> _AIM_: Put the entries from the start through the line containing "[[240, 201, 402, 216]]" into a two-column CSV with the columns "text" and "answer", one row per entry. Wrap each field in quotes and replace any line breaks with spaces.

> _Bounding box annotation entries_:
┌────────
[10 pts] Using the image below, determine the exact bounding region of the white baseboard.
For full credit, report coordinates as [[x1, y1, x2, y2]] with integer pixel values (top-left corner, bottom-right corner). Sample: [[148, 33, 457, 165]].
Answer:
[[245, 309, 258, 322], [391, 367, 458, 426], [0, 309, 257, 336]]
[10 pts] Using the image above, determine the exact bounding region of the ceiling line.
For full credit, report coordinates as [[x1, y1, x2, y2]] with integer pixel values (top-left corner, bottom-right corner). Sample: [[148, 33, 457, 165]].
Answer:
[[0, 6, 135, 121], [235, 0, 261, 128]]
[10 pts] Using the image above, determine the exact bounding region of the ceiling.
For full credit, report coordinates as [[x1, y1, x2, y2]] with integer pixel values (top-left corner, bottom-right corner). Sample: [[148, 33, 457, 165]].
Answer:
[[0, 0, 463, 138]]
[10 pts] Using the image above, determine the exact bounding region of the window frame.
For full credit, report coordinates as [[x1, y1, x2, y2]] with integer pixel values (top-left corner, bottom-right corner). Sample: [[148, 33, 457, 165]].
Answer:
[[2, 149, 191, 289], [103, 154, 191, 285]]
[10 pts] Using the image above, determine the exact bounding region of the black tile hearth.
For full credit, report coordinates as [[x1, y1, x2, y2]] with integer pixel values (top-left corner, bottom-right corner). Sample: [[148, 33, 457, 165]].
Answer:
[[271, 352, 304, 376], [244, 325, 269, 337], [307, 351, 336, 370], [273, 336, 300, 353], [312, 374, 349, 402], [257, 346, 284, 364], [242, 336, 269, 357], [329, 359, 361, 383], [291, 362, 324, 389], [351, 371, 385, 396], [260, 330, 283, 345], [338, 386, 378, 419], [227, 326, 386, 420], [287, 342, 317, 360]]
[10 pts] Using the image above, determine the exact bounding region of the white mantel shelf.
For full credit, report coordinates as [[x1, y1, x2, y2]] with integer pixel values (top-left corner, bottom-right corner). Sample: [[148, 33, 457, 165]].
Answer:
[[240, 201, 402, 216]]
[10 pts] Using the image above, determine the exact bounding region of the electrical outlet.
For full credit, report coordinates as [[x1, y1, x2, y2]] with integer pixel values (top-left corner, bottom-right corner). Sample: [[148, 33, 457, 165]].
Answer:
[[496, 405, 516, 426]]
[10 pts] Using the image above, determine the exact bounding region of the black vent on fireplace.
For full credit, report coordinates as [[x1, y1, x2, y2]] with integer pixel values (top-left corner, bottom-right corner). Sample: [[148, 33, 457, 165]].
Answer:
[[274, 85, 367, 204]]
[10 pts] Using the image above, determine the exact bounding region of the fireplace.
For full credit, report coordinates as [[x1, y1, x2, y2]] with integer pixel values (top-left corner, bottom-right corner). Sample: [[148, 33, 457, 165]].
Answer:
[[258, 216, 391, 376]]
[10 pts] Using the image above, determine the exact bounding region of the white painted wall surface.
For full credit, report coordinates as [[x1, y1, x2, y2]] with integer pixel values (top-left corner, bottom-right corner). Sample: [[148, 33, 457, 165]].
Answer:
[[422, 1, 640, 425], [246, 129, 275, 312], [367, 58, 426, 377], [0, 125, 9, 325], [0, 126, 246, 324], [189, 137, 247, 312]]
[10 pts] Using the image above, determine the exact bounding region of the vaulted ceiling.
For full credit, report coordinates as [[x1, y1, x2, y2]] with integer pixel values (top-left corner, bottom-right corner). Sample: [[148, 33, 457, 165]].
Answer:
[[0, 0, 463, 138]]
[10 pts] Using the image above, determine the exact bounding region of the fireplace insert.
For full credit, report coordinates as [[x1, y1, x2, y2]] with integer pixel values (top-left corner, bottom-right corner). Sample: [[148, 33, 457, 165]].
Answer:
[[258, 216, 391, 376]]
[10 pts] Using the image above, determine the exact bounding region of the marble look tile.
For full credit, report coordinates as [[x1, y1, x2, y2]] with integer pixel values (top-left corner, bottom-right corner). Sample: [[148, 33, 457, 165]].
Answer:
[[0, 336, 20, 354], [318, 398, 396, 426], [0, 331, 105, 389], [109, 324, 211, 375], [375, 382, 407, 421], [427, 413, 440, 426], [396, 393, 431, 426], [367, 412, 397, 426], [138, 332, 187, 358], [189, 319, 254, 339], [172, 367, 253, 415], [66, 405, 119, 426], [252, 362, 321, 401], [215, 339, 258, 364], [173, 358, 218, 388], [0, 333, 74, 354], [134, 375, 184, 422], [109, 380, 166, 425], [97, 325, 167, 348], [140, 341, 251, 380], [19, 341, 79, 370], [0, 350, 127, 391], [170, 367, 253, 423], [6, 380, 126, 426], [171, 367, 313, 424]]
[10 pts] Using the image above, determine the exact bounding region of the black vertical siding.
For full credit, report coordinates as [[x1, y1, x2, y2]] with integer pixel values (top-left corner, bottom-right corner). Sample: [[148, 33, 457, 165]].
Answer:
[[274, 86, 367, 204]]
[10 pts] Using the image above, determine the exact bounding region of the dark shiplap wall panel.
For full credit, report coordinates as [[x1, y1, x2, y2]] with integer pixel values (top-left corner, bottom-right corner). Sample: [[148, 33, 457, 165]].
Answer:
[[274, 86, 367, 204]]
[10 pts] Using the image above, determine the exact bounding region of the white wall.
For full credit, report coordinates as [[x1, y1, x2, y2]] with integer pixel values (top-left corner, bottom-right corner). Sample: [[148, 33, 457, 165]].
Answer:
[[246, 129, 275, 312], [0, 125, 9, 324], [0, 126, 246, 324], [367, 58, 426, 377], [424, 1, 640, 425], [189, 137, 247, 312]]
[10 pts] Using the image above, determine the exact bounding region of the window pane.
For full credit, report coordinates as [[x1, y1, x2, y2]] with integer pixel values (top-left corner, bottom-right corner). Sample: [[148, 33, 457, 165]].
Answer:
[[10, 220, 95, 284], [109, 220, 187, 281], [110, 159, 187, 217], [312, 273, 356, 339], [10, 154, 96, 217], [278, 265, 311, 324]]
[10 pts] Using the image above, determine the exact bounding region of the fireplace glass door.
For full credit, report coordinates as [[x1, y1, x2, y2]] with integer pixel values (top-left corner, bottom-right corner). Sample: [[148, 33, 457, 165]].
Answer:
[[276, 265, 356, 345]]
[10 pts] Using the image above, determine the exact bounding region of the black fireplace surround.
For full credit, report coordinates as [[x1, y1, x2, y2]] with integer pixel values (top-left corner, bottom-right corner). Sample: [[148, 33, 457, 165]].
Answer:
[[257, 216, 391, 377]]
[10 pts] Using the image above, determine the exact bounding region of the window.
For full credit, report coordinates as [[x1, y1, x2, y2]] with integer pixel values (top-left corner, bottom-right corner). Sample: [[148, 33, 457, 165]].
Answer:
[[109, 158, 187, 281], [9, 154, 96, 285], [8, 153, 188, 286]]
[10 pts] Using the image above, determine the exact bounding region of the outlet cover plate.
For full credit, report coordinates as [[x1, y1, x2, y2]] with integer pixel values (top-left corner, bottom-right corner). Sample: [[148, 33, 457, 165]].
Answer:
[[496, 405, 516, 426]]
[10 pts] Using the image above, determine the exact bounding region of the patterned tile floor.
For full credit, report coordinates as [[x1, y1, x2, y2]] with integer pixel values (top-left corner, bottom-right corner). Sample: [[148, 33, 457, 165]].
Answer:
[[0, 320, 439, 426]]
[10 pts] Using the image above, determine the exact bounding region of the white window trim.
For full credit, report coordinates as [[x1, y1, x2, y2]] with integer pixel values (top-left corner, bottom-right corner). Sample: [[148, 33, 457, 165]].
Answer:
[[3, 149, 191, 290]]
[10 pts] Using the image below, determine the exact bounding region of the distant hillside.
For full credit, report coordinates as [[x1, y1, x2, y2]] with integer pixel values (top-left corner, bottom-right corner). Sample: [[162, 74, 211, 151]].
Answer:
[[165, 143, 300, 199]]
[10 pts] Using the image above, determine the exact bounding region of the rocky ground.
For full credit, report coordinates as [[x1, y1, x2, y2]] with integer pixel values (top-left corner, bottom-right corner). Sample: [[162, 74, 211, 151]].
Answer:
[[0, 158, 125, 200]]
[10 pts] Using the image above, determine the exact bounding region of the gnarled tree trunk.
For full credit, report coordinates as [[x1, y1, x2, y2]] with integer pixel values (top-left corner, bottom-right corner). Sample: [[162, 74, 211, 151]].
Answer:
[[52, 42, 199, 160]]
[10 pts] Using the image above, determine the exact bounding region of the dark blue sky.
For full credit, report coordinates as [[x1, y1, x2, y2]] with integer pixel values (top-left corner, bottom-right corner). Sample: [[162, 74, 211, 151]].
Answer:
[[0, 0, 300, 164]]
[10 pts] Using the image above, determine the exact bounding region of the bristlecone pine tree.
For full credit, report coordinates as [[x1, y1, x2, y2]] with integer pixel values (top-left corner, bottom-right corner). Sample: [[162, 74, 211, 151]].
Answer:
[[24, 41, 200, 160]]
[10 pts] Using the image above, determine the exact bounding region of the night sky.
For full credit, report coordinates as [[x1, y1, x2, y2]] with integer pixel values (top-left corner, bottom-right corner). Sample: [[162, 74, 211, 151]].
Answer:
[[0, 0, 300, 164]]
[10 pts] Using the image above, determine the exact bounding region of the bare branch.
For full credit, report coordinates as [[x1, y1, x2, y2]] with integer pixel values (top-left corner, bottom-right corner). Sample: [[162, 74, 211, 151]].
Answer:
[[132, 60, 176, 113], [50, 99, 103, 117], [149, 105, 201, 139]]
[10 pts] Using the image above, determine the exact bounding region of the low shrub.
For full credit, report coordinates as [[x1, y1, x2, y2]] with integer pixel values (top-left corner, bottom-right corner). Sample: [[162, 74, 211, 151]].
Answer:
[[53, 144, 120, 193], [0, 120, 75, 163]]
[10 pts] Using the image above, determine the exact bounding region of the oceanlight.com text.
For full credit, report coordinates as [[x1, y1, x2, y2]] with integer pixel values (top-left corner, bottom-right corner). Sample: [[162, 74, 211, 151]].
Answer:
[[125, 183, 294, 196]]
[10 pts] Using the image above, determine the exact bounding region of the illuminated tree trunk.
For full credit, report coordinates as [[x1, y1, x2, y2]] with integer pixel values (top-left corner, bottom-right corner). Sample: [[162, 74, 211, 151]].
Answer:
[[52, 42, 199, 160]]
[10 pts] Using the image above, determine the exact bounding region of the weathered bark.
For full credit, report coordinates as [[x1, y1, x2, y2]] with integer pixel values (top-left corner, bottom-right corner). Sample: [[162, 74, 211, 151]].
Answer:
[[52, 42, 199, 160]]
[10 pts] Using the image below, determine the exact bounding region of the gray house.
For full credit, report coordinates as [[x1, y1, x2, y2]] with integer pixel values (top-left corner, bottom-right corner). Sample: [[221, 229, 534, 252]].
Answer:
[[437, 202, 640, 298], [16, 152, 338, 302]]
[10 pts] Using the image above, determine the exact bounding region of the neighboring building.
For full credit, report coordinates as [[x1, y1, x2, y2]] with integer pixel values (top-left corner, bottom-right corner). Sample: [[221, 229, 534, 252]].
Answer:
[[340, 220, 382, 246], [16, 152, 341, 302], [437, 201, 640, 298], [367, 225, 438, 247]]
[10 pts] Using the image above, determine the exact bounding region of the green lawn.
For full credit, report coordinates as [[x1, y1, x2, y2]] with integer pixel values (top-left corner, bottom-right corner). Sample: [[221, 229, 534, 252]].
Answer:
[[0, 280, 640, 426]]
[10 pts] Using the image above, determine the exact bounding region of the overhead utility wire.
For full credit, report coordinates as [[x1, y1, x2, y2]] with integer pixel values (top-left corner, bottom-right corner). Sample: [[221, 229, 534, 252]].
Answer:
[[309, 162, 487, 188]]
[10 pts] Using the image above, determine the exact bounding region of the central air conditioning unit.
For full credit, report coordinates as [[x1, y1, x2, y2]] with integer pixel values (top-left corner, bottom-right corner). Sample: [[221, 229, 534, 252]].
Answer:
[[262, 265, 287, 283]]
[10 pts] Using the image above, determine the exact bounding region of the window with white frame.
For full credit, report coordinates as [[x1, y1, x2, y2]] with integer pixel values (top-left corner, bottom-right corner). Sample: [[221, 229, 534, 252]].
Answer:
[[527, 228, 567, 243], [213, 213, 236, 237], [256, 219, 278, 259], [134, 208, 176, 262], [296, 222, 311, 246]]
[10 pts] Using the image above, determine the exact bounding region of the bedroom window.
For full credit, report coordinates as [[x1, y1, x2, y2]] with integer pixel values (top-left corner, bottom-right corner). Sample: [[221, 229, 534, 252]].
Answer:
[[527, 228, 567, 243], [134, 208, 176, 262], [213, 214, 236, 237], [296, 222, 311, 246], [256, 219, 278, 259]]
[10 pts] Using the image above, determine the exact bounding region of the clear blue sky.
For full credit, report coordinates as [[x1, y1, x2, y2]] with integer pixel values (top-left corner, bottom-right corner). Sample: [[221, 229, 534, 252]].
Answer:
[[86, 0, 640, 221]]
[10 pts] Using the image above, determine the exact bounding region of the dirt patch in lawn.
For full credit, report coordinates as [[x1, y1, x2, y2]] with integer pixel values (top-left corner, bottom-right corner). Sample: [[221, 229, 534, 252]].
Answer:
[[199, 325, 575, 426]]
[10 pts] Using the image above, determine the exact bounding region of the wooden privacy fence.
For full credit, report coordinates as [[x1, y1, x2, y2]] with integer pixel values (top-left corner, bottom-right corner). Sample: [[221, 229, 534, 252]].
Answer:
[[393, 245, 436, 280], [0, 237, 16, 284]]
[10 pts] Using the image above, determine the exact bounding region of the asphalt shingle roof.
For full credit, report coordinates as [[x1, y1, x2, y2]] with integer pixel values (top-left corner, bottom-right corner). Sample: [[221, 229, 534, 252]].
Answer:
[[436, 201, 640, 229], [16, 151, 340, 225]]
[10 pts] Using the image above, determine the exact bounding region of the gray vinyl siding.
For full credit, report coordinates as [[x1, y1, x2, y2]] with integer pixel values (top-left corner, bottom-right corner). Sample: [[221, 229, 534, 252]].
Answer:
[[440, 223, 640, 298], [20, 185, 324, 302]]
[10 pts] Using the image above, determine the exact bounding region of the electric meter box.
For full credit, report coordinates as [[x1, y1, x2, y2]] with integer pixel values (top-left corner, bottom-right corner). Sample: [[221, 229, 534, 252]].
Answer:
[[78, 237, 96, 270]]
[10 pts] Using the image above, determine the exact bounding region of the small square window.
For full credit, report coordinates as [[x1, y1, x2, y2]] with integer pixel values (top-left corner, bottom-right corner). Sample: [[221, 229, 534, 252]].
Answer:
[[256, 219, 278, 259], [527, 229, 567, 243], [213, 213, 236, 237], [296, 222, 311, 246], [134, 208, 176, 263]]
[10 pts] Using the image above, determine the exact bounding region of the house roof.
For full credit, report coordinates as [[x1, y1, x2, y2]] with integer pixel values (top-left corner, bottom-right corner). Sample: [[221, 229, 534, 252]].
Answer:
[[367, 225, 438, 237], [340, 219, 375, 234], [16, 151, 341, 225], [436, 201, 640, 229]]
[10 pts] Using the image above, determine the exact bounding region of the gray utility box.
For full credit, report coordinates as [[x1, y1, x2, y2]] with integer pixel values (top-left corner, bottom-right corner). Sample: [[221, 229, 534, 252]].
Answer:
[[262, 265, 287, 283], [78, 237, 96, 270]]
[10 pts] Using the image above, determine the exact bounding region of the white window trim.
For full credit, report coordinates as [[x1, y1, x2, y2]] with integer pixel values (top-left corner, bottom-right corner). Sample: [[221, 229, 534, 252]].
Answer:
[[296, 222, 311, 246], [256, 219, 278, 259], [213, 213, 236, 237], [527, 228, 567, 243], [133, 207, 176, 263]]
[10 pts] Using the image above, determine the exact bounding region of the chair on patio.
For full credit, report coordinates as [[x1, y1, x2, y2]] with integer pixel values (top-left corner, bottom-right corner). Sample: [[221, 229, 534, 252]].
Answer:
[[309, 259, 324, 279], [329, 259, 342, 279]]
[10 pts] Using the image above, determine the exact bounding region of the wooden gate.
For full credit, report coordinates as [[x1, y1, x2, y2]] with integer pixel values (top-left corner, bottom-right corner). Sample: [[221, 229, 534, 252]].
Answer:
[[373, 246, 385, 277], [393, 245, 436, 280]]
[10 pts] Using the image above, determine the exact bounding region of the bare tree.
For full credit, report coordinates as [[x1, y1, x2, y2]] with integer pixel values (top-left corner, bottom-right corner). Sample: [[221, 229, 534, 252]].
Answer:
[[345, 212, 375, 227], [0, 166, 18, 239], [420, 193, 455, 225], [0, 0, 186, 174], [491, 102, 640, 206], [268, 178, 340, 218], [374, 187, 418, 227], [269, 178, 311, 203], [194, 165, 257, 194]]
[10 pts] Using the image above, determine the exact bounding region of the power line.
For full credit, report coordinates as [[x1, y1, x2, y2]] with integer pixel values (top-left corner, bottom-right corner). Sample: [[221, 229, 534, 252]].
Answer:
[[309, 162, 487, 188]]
└────────
> _FINISHED TASK_:
text,answer
"[10 pts] Using the image below, determine the exact bounding region of the white baseboard. For full credit, report coordinates as [[x1, y1, x2, y2]] with integer pixel values (top-left corner, bottom-right corner). Sample: [[148, 33, 457, 165]]. Answer:","[[245, 309, 258, 322], [391, 367, 458, 426], [0, 309, 257, 336]]"
"[10 pts] Using the image above, determine the exact bounding region of the ceiling line. For full credit, report coordinates as [[x1, y1, x2, y2]] with integer pixel values (top-left corner, bottom-right corner). Sample: [[148, 33, 457, 165]]. Answer:","[[0, 6, 135, 121], [235, 0, 261, 128]]"
"[10 pts] Using the image above, determine the exact bounding region of the ceiling. For full credit, report coordinates as [[x1, y1, x2, y2]] with integer pixel values (top-left corner, bottom-right corner). Sample: [[148, 33, 457, 165]]. Answer:","[[0, 0, 463, 138]]"
"[10 pts] Using the image above, determine the exact bounding region of the window frame. For full credit, report coordinates as [[x1, y1, x2, y2]] with integer pixel values (top-left corner, bottom-right corner). Sample: [[148, 33, 457, 165]]. Answer:","[[2, 149, 191, 289], [103, 154, 191, 285]]"
"[10 pts] Using the image above, determine the exact bounding region of the black tile hearth. For full credit, report coordinates as [[x1, y1, x2, y2]] with integer pixel values (top-left corner, bottom-right corner). Sample: [[148, 33, 457, 165]]. Answer:","[[271, 352, 304, 376], [244, 325, 269, 337], [307, 351, 336, 370], [273, 336, 300, 353], [312, 374, 349, 402], [257, 346, 284, 364], [242, 336, 269, 357], [329, 359, 361, 383], [291, 362, 324, 389], [351, 371, 385, 396], [260, 330, 283, 345], [338, 386, 378, 419], [227, 326, 386, 420], [287, 342, 317, 360]]"
"[10 pts] Using the image above, determine the exact bounding region of the white mantel shelf. For full credit, report coordinates as [[x1, y1, x2, y2]] with integer pixel values (top-left corner, bottom-right corner). Sample: [[148, 33, 457, 165]]. Answer:","[[240, 201, 402, 216]]"